● EXERCISE PROMPT
Whenever a line in the material below includes "FROM", copy that line.

RECORDS TO USE Block Start

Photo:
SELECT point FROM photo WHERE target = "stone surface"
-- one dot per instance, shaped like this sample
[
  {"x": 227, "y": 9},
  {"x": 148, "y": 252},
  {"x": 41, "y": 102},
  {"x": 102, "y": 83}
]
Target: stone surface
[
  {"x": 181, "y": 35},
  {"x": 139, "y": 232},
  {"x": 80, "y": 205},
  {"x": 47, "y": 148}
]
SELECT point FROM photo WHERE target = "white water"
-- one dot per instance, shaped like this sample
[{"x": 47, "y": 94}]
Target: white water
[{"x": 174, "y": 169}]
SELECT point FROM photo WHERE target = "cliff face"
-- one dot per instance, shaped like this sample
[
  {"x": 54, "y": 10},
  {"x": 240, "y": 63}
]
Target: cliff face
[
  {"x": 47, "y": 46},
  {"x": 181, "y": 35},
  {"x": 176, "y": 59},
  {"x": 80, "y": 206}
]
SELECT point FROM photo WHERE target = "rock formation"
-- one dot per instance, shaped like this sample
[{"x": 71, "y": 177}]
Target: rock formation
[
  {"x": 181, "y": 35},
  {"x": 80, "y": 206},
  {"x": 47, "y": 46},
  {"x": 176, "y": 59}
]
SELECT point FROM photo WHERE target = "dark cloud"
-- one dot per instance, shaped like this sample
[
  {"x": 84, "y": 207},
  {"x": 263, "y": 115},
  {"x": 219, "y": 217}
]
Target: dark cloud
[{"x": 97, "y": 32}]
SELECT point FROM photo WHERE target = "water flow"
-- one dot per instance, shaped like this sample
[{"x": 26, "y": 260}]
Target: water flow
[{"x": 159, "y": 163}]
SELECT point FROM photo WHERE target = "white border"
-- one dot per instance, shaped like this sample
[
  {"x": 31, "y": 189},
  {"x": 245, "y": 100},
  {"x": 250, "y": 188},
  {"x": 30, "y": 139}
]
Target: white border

RECORDS TO USE Block End

● SOLUTION FOR THIS EXERCISE
SELECT point FROM photo WHERE target = "stone surface"
SELECT point FROM photo WHERE target = "white water"
SELECT point FROM photo WHERE target = "cliff face"
SELECT point FROM photo WHERE target = "rock formation"
SELECT point FROM photo WHERE target = "dark cloud"
SELECT point FROM photo WHERE target = "water flow"
SELECT point FROM photo WHERE target = "white border"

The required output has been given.